(Box-labeled dataset extracts)
• • •
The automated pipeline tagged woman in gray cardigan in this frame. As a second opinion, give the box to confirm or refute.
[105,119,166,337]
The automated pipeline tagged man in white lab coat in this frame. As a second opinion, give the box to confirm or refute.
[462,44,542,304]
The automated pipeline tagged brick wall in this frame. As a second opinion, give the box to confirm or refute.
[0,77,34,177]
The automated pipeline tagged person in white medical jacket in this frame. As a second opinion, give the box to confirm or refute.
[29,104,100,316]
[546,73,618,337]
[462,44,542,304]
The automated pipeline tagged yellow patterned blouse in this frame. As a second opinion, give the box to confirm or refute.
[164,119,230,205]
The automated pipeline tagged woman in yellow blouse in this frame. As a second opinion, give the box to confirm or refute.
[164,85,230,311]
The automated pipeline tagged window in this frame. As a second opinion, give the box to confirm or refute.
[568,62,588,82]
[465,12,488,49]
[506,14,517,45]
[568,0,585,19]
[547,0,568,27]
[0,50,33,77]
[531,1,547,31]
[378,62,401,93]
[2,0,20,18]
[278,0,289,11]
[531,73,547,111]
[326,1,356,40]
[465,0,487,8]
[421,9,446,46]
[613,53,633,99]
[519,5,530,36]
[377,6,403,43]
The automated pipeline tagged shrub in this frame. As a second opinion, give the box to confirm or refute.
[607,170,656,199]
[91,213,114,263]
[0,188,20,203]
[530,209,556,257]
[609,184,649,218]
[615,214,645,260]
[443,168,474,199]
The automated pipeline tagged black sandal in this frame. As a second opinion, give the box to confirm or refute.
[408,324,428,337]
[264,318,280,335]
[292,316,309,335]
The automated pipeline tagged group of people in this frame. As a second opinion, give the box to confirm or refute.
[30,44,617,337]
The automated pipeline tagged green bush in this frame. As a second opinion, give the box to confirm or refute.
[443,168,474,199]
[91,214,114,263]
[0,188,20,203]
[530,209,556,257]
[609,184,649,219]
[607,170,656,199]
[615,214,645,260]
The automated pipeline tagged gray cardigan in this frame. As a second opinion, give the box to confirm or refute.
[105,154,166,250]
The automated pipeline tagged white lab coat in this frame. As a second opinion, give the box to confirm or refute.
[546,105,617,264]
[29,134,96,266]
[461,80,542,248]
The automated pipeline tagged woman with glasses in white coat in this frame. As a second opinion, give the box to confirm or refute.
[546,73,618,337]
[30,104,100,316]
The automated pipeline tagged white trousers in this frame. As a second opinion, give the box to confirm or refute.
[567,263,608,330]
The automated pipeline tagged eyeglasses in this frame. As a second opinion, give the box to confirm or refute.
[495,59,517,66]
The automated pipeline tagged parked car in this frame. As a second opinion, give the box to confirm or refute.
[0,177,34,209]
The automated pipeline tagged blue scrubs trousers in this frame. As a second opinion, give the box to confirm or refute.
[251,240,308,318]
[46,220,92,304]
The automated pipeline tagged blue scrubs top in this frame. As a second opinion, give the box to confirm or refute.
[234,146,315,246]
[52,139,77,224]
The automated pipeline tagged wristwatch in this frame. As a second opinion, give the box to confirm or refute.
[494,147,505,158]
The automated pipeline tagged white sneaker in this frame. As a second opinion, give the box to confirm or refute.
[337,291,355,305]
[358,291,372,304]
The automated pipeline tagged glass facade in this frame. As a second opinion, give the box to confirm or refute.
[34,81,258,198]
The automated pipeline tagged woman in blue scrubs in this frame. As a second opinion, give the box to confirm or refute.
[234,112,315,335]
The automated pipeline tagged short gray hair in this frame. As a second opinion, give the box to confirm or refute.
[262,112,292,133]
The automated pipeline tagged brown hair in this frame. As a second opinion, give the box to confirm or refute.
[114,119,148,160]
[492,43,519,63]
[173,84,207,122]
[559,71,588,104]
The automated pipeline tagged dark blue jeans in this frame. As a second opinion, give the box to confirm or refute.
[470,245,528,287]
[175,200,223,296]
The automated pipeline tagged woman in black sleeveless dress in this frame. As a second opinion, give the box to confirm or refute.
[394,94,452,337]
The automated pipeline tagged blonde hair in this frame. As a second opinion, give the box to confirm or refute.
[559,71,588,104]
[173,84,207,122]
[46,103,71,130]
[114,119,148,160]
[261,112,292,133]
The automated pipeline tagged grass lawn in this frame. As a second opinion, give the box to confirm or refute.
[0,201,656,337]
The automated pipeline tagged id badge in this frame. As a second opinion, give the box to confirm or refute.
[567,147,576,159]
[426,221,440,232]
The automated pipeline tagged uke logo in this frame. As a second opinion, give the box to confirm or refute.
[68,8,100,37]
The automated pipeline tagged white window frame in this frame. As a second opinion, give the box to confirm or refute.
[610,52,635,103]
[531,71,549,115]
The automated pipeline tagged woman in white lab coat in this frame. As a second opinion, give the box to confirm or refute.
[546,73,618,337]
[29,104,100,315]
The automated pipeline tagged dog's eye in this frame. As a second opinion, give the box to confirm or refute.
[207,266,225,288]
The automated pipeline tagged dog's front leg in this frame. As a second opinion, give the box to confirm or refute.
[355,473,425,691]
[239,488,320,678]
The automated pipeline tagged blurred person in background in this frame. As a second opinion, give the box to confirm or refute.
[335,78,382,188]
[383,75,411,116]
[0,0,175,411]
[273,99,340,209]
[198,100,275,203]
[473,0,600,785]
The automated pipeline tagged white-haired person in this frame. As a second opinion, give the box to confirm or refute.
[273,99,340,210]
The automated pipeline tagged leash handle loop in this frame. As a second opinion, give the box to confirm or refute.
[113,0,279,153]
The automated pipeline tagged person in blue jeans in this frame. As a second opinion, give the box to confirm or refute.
• • •
PROBLEM REQUIREMENTS: Give the listing above again, word for word.

ANSWER FOR THE TASK:
The automated pipeline tagged woman in gray cardigan in this frame. As a second opinion, give the box to confirm or refute.
[105,119,166,337]
The automated pipeline tagged man in white lab coat in this frame. As a second opinion, give the box to confirm or refute.
[462,44,542,304]
The automated pipeline tagged brick wall in this frame. As a second opinion, give the box to confirm or refute.
[0,77,34,177]
The automated pipeline tagged person in white medical jacket in this frame. As a second opinion, give the box to confirm or refute.
[29,104,100,316]
[546,73,618,337]
[462,44,542,304]
The automated pipeline tagged yellow patterned blouse in this frame. As a second opinion, give the box to confirm or refute.
[164,119,230,205]
The automated pipeline tagged woman in yellow blouse in this frame. As a second opinion, give the box to confirm or refute.
[164,85,230,311]
The automated pipeline tagged window in this frame. As a second opinion, give the box to confirm or refute.
[568,62,588,82]
[465,12,488,49]
[506,14,517,45]
[568,0,585,19]
[547,0,568,27]
[0,50,33,77]
[531,1,547,31]
[378,62,401,93]
[2,0,20,18]
[278,0,289,11]
[531,73,547,111]
[326,1,356,40]
[465,0,487,8]
[421,9,446,46]
[613,53,633,99]
[519,5,530,36]
[377,6,403,43]
The automated pipeline tagged shrub in this frame. As a second opinion, give the box to confirm or refute.
[607,170,656,199]
[91,213,114,263]
[0,188,20,203]
[530,209,556,257]
[609,184,649,218]
[615,214,645,260]
[443,168,474,199]
The automated pipeline tagged black sandal in this frame. As a second opinion, give the box to confirm or refute.
[408,324,428,337]
[264,318,280,335]
[292,316,309,335]
The automated pipeline tagged group of people in this frame. As a second opinion, give the box to confirm or refute.
[30,44,617,337]
The automated pipeline tagged green bush in this frame. As a second opinion, give the box to confirm or refute.
[443,168,474,199]
[91,214,114,263]
[0,188,20,203]
[530,209,556,257]
[609,184,649,219]
[607,170,656,199]
[615,214,645,260]
The automated pipeline tagged gray cardigan in this frame. As a second opinion, give the box to confirm or refute.
[105,154,166,250]
The automated pipeline tagged white lab coat in this frame. As a second opinion, give the box to confirm or refute.
[546,105,617,264]
[29,134,96,266]
[461,80,542,248]
The automated pipeline tagged woman with glasses in white coat in this frame. As a second opinion, give the box to confirm or refute.
[546,73,618,337]
[30,104,100,316]
The automated pipeline tagged white trousers in this frame. As a second opinion, give the box to confirm or refute.
[567,263,608,330]
The automated pipeline tagged eyeglasses in this frame. As a second opinion, give the box to confirm or refute.
[495,59,517,66]
The automated pipeline tagged parked car in this frame. As a second opinion, give the box to confirm or refute.
[0,177,34,209]
The automated pipeline tagged blue scrubs trousers in this frame. As a second opinion, give the box to confirm or refute.
[251,240,308,318]
[46,220,92,304]
The automated pipeline tagged blue scrubs top in this frame. As a second opinion, give the box to confirm or refute.
[234,146,315,246]
[52,139,77,224]
The automated pipeline tagged wristwatch in this frame. As a second opinion, give the box to confirm or refute.
[494,147,505,158]
The automated pipeline tagged white sneaker in this frame. As a second opinion, give the box to confirm or refute.
[337,291,355,305]
[358,291,372,304]
The automated pipeline tagged glass facade in this frame. As a second opinion, give the box to confirm or refute.
[34,81,258,198]
The automated pipeline tagged woman in blue scrubs in this frame. As a second opinion, give the box to confirm or refute.
[234,112,315,335]
The automated pipeline tagged short gray hair in this frame. As a second opinion, give the box to confirm or refute.
[262,112,292,133]
The automated pipeline tagged brown hair in this frame. As a second opinion, give the box to confirm or refute.
[114,119,148,160]
[492,43,519,63]
[173,84,207,122]
[559,71,588,104]
The automated pipeline tagged dark blue jeans in this frame. As a second opinion, give the box to confirm or refute.
[470,245,528,287]
[175,200,223,296]
The automated pipeline tagged woman in black sleeveless dress in this frame. As a second opinion, give the box to confirm or refute.
[394,94,452,337]
The automated pipeline tagged blonde hair in this frame. As a second opinion, give the box to confirm or refute.
[559,71,588,104]
[173,84,207,122]
[46,103,71,130]
[114,119,148,160]
[261,112,292,133]
The automated pipeline tagged grass lawn in this frame. As a second opinion, give the box to confirm or refute.
[0,201,656,337]
The automated pipeline tagged id badge in this frame. As a second opinion, give the box to confirm or refute.
[567,147,576,159]
[426,221,440,232]
The automated pipeline tagged uke logo in this frame. As a second opinion, give the box to confirm or refute.
[68,8,100,37]
The automated pipeline tagged white window frame in this frame. As a second opinion, give the box to confirm or refute.
[610,52,635,103]
[531,71,549,115]
The automated pipeline tagged woman in white lab coat in this frame. As a second opinion, give the box to confirm or refute.
[546,73,618,337]
[29,104,100,315]
The automated pipeline tagged dog's eye in this frame. As a second opinion, give the box to confirm or refute.
[207,266,225,288]
The automated pipeline tagged dog's front leg in this frame. As a second opinion, give the box to confirm or refute.
[355,473,425,691]
[239,488,320,678]
The automated pipeline tagged blurred person in background in this frame. As a second opinion, give the box to confirm or refute.
[335,78,382,188]
[383,75,411,116]
[0,0,175,411]
[273,99,340,209]
[198,100,275,203]
[473,0,600,785]
The automated pipeline tagged white-haired person in this frame. As a second opinion, give the box to confirm or refute.
[273,99,340,210]
The automated pipeline tagged leash handle loop in this frame. As a second opinion, give the box to confirm or refute.
[113,0,279,153]
The automated pipeline tagged person in blue jeans in this frame. As a second opinion, give the box to confirm or refute.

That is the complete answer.